■ Stated problem
Write out again every line from the one containing "A point falls on each instance of the gray" through the end of the material below, requests included. Multiply each coordinate in the answers by 0.85 and round it to a whole number, rounding halves up.

━━━

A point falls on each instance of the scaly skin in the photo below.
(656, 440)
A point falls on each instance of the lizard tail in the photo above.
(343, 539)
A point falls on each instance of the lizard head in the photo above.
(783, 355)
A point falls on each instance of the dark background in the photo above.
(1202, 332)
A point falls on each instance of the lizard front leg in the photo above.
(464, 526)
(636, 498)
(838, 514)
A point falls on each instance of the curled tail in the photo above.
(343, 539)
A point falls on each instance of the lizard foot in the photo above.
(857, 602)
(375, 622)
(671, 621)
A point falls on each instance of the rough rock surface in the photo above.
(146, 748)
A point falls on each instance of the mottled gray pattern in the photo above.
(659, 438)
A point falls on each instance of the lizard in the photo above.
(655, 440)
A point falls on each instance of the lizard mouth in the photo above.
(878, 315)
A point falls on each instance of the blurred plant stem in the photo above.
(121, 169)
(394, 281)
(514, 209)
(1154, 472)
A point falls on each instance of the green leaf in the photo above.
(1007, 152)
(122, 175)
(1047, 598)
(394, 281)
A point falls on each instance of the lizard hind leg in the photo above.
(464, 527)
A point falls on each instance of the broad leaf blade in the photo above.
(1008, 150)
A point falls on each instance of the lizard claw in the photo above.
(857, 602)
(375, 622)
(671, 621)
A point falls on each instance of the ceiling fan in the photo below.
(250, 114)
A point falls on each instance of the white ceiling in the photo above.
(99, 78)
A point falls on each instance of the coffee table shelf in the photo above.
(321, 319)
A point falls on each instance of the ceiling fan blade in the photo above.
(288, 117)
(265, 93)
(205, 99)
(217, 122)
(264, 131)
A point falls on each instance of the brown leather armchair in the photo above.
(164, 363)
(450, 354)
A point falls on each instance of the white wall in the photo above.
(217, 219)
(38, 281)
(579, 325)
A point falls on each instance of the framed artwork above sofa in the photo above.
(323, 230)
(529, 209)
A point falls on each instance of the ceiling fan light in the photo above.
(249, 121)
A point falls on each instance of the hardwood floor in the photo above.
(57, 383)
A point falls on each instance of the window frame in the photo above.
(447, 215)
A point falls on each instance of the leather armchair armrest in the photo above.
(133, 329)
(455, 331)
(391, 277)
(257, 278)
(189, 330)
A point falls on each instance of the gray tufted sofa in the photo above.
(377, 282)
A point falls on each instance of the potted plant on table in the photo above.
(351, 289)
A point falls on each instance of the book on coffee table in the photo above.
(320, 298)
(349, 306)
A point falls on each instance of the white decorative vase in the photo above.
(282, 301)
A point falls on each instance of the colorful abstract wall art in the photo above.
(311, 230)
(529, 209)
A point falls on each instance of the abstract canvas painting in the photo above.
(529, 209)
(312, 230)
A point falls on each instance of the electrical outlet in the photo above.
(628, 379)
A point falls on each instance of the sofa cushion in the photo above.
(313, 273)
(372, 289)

━━━

■ Solution
A point falls on each instance of the gray tufted sofa in the photo above.
(320, 240)
A point falls on each instance of the potted plant on table in the photo above.
(298, 246)
A point falls on each instance of the book on coffee table in the photo above.
(272, 253)
(297, 260)
A point falls on each instance of the white decorative vase in the photo above.
(240, 256)
A point falls on each instance of the colorful abstract wall art in the photo above.
(264, 196)
(450, 178)
A point falls on each instance of the abstract canvas painting in the photo above.
(450, 178)
(265, 196)
A point falls on each instance of the electrical outlet in the photo above.
(534, 322)
A point falls on each instance of the sofa cushion in the photo above.
(266, 232)
(316, 246)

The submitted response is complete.